== Data for processing

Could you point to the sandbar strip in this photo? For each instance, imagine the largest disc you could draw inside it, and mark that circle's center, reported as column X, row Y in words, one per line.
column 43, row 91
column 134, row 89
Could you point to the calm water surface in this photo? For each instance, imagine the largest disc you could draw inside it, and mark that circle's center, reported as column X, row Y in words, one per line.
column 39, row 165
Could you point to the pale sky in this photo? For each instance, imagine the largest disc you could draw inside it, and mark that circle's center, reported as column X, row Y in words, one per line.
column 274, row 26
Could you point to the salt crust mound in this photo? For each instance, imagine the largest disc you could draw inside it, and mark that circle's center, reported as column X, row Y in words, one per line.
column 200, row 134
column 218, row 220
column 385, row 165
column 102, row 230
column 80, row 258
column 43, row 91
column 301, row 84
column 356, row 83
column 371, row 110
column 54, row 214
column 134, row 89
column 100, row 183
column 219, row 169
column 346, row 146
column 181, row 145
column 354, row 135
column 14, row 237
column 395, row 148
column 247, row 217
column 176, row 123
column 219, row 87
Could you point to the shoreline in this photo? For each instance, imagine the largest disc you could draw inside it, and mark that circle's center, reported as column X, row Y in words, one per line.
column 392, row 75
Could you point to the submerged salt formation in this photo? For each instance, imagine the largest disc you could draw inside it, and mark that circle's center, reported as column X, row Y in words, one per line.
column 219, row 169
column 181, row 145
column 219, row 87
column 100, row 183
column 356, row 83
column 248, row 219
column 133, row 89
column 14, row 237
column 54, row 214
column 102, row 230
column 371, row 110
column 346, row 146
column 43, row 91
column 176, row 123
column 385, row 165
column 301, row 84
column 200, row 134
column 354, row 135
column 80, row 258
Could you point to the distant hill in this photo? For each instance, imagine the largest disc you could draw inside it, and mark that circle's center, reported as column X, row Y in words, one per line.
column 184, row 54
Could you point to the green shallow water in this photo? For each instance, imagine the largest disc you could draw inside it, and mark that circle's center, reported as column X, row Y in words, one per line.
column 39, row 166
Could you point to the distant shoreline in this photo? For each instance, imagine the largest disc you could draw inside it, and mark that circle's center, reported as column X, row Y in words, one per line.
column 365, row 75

====
== Data for processing

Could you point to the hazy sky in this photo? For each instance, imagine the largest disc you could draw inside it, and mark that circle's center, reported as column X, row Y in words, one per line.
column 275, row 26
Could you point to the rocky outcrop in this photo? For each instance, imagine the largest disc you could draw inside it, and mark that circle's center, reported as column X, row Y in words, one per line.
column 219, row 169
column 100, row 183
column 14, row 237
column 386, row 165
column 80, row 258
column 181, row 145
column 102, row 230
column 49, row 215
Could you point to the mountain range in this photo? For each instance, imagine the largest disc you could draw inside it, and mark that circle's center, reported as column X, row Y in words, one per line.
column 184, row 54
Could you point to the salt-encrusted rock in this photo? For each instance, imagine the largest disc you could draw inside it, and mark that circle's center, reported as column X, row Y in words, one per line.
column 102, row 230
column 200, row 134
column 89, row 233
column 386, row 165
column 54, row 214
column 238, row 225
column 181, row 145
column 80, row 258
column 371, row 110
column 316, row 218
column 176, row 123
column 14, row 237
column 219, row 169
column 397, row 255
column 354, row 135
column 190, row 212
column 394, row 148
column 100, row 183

====
== Data for processing

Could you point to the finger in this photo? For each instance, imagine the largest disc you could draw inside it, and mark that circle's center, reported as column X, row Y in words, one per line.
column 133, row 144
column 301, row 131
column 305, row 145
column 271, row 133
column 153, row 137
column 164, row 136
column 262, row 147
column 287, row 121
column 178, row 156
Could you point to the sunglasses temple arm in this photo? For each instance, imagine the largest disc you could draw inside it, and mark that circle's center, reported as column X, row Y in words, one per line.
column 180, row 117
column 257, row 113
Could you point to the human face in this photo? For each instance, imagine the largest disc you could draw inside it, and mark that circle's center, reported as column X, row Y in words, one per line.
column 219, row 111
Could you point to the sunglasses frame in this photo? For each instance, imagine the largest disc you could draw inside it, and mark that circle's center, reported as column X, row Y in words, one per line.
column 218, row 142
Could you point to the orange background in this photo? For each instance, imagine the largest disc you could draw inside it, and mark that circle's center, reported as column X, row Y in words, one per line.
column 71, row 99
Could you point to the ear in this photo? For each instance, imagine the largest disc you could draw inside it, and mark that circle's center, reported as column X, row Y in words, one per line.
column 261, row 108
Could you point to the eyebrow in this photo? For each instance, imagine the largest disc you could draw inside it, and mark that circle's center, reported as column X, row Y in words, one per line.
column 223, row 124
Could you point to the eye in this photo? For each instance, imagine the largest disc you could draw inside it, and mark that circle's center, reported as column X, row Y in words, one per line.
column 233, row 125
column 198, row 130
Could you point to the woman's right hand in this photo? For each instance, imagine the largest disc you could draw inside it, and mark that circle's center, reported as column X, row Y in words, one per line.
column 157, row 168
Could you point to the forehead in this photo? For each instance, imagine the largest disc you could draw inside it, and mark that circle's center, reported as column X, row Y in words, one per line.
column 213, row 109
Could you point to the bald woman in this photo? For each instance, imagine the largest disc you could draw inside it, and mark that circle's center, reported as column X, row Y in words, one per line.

====

Set task –
Reproduce, unchanged, every line of the items from the line containing "Could you point to the sandbar" through the line containing "column 274, row 26", with both of those lines included.

Full response –
Could you point to the sandbar strip in this photo? For each instance, imagine the largest disc you could draw inside it, and mark that circle's center, reported as column X, row Y in words, one per line.
column 43, row 91
column 134, row 89
Could you point to the calm water surface in this photo? For each instance, imagine the largest disc you could draw inside it, and mark that circle's center, reported as column X, row Y in words, one per line.
column 39, row 165
Could you point to the pale sky in this photo? For each instance, imagine the largest disc you could draw inside it, and mark that circle's center, reported as column X, row Y in words, one per line.
column 274, row 26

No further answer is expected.